● Provided data
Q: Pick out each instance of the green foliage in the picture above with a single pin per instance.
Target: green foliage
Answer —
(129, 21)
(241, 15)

● Objective
Copy these entries word for word.

● The completed task
Q: Pick out each instance of the green foliage in the picture above with a single pin per instance.
Target: green foliage
Answer —
(129, 21)
(241, 15)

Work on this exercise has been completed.